Required task
Take the line that contains "Keypoint placement rule: for each instance of the shrub, put" and each line after it in the material below, and transcribe them exactly, stopping at the end.

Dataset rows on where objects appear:
--- begin ---

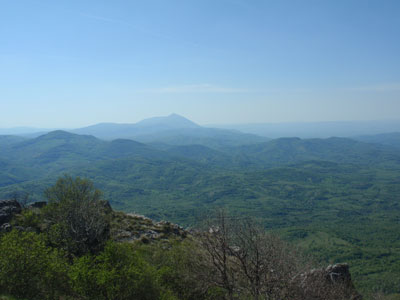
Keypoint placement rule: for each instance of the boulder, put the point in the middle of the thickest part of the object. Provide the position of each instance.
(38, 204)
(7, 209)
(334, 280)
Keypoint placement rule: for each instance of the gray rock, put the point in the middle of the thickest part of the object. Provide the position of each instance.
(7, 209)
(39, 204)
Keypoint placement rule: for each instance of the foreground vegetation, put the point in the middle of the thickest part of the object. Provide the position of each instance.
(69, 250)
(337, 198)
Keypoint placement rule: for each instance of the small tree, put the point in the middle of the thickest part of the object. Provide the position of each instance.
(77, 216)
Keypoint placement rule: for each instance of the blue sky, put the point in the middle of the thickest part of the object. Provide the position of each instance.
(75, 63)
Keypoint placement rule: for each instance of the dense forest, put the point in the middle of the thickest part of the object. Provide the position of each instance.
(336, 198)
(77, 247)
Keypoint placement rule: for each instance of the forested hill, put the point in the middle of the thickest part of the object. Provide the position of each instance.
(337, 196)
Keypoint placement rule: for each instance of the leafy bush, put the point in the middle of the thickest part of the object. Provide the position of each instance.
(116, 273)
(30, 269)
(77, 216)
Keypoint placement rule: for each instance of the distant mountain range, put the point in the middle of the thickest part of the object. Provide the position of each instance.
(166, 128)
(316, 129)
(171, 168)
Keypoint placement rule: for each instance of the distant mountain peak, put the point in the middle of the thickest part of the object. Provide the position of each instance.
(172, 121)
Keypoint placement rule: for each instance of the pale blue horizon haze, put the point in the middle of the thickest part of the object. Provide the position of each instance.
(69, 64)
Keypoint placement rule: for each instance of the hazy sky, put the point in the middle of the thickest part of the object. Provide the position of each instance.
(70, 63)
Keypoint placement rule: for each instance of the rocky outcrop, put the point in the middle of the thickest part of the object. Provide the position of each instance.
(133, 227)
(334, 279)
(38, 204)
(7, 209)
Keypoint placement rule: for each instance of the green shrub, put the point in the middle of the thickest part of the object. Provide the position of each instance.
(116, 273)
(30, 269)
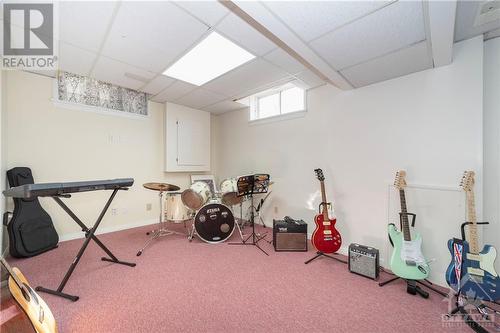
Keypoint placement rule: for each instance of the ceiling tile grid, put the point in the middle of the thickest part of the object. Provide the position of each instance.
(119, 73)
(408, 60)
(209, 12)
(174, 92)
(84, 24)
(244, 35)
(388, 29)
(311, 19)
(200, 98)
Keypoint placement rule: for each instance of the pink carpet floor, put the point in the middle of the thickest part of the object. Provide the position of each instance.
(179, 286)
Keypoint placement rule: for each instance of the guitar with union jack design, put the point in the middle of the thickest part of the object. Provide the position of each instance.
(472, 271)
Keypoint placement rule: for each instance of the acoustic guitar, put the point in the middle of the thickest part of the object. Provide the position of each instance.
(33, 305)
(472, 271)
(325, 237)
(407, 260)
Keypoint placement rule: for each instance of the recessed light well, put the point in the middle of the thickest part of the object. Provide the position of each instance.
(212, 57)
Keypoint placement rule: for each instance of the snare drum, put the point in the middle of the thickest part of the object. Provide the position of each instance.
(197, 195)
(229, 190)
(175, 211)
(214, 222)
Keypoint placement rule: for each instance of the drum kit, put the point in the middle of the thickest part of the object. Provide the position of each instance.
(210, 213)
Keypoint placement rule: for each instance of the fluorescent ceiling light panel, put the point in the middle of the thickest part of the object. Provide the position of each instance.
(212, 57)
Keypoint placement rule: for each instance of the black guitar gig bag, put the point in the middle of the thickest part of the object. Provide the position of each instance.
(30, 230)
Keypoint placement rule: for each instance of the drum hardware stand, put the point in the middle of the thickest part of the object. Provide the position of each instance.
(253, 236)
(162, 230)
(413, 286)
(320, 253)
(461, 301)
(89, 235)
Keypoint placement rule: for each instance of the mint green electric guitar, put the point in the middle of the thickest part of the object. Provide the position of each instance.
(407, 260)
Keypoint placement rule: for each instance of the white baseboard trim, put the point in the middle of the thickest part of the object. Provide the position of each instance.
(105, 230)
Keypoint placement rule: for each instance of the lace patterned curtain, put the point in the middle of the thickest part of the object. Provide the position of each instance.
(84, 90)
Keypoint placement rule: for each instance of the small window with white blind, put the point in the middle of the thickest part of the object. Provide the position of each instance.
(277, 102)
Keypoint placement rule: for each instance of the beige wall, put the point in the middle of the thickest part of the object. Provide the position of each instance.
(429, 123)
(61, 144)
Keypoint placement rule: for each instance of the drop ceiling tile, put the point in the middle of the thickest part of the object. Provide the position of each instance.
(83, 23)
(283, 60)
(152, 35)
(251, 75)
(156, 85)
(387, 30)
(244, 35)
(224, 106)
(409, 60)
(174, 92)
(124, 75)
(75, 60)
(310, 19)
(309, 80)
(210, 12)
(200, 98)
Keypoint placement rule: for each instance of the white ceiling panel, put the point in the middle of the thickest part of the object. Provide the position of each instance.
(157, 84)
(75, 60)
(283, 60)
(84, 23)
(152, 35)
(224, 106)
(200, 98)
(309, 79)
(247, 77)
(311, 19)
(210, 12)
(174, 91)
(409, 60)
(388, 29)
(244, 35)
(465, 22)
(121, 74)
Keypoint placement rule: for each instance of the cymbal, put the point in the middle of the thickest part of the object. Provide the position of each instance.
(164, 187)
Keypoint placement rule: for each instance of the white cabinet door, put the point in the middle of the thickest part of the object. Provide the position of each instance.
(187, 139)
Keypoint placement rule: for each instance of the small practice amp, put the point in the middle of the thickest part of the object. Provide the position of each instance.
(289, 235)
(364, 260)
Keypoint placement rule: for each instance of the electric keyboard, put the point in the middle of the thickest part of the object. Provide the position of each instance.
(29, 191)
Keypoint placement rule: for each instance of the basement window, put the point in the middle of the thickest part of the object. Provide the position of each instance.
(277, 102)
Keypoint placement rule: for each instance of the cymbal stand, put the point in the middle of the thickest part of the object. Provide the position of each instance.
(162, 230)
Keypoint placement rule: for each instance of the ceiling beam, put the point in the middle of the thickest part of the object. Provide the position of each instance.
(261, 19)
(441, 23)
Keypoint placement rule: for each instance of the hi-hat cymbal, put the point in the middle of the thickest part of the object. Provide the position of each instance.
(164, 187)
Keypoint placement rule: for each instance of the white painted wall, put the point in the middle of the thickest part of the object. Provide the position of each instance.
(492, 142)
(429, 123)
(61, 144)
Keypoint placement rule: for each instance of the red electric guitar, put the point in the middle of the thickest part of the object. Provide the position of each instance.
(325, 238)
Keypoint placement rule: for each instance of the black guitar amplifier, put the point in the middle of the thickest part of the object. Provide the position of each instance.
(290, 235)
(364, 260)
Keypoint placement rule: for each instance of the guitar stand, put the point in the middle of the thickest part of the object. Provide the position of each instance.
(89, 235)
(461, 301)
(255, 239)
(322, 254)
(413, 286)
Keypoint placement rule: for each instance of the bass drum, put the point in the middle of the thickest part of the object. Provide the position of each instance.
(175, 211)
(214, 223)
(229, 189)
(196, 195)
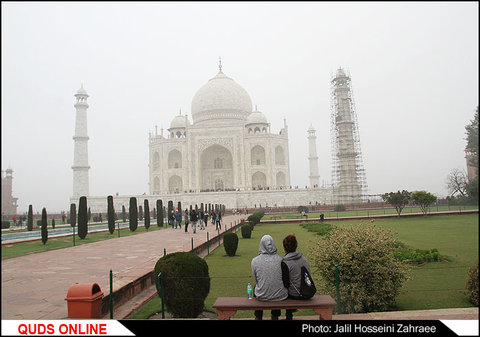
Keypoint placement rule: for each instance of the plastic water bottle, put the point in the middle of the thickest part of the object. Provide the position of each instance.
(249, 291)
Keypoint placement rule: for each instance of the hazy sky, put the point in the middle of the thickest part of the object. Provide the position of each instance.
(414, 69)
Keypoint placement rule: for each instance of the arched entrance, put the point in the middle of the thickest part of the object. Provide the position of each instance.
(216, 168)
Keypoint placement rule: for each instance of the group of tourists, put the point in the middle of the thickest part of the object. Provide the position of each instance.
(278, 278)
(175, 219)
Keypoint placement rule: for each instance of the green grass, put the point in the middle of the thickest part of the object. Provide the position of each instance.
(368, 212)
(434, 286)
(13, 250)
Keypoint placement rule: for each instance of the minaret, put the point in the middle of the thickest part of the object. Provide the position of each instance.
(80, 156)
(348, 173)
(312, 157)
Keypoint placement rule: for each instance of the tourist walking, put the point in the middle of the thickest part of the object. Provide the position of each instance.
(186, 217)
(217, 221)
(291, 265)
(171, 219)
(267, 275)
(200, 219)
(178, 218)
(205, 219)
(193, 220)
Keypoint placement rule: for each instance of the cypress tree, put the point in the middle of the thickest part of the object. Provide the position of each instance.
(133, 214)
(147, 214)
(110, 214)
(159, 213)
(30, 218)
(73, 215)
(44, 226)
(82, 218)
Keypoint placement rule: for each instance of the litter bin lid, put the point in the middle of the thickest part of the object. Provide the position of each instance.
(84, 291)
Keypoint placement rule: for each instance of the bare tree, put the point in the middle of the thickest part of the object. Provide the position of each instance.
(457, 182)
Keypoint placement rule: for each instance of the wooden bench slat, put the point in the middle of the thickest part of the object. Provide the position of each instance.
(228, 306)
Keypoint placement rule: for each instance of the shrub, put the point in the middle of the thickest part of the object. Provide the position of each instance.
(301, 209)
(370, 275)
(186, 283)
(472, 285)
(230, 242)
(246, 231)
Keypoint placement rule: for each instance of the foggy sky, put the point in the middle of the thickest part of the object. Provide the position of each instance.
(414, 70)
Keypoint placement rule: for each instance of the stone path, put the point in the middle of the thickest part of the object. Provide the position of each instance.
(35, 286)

--- end ---

Correct answer
Keypoint placement rule: for each instance of the shrub, put the point in the middle of the thickest part of the object. Provide the position of each instance.
(301, 209)
(370, 275)
(186, 283)
(472, 285)
(230, 242)
(246, 231)
Keypoint placement rule: for each instance of the foggy sky, put the point in the middle of the thickest part of the object. Provide the position of each instance.
(414, 70)
Keypoint placement rule: for each instance of the stone path, put the point in the middle of the thickest part of the object. Provide the position of each instance.
(35, 286)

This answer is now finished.